### What is asked
**a)** Can you condense the paragraph in the pion spectroscopy article that begins "Mesons are quarks bound to antiquarks" into a short bulleted list of its main facts?
**b)** Would you set down, word for word, the stretch of the pion spectroscopy article from "Laser spectroscopy of" through "2019, page 18 )."?

### Supplied passage
________________________

Spectroscopy for pions

Laser spectroscopy of atoms and simple molecules allows for some fantastically precise measurements. The best optical clocks, based on atomic resonances, lose less than a second in the age of the universe. Precision spectroscopy is being used to search for drifts in fundamental constants over time and deviations from Newtonian gravity over short distances (see Physics Today, October 2019, page 18 ).

To bring spectroscopic precision to a broader range of fundamental physics problems, researchers create exotic atoms by replacing one or more of the particles in an ordinary atom with a different particle of the same charge, such as a positron, muon, or antiproton. By studying the spectrum of antihydrogen , for example, they can test for differences between matter and antimatter. Now, for the first time, Masaki Hori of the Max Planck Institute of Quantum Optics and his colleagues have made a laser spectroscopic measurement of an exotic atom containing a meson—specifically, a negatively charged pion.

Mesons are quarks bound to antiquarks, and the negatively charged pion is a down quark bound to an up antiquark. It almost always decays into a muon and a muon antineutrino. From the energy balance of that reaction, one could establish a valuable constraint on the as-yet-unknown neutrino mass states—except that the pion mass isn’t currently known with sufficient precision. Because an atom’s spectroscopic resonances depend on the masses of its constituent particles, spectroscopy of a pion-endowed atom could help.

Charged pions decay via the weak interaction, and their relatively long lifetime of 26 ns is plenty of time to make a spectroscopic measurement. In the confines of an atom, however, a pion can react with a nucleon via the strong interaction; the reaction destroys the atom—and the pion—in picoseconds or less. But if the pion is deposited into an orbital with high angular momentum, it’s kept away from the nucleus, and the resulting atomic state can persist for almost as long as the pion itself. The illustration above shows such a state of a so-called pionic helium atom: a helium nucleus (red and green), a single electron (blue), and a pion (black) orbiting the nucleus at a distance.

________________________

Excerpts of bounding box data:
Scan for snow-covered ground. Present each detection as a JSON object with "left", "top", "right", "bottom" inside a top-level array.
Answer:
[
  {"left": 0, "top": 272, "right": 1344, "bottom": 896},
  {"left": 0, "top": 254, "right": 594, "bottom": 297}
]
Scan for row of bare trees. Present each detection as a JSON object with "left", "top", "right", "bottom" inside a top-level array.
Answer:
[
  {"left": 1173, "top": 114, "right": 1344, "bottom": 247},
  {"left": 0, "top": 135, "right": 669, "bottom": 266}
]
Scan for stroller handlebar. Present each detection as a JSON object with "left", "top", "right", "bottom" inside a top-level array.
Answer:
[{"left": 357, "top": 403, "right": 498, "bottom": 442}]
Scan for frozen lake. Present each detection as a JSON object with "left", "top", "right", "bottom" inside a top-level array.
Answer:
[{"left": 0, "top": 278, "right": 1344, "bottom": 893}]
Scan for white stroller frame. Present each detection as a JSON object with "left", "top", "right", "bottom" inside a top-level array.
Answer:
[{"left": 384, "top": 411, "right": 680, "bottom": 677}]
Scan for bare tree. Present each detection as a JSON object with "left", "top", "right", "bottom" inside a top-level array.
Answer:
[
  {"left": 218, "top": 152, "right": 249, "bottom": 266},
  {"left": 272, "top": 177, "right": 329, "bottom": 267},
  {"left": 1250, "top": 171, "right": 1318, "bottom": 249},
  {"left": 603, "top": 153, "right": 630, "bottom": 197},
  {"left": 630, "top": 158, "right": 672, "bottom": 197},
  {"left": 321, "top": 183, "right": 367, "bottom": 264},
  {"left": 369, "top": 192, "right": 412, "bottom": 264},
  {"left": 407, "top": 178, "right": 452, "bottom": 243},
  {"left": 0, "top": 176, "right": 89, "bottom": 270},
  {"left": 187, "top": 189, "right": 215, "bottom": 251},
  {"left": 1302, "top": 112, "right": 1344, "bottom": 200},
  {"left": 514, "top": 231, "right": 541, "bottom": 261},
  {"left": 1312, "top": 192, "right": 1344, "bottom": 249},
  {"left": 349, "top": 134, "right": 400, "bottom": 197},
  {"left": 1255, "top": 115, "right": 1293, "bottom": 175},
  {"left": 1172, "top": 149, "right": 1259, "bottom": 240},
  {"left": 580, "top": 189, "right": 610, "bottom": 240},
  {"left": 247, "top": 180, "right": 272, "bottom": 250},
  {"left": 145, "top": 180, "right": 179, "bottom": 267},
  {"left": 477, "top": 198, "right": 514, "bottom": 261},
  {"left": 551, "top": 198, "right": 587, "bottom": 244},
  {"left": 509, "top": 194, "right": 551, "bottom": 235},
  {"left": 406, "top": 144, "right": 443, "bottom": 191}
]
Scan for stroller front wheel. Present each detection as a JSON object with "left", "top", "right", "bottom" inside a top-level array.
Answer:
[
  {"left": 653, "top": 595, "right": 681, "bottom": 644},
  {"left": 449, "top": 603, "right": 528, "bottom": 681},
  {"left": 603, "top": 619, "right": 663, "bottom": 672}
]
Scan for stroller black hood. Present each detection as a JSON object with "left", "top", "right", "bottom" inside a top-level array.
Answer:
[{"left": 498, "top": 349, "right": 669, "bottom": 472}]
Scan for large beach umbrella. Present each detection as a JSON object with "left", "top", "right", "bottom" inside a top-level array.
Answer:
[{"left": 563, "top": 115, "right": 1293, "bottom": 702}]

________________________

### Responses in order
**a)**
- Mesons are quarks bound to antiquarks. The negatively charged pion is a down quark bound to an up antiquark.
- It almost always decays into a muon and a muon antineutrino.
- The energy balance of that decay could constrain the unknown neutrino mass states, but the pion mass isn't known precisely enough.
- An atom's spectroscopic resonances depend on the masses of its particles, so spectroscopy of an atom containing a pion could help.

**b)**
Laser spectroscopy of atoms and simple molecules allows for some fantastically precise measurements. The best optical clocks, based on atomic resonances, lose less than a second in the age of the universe. Precision spectroscopy is being used to search for drifts in fundamental constants over time and deviations from Newtonian gravity over short distances (see Physics Today, October 2019, page 18 ).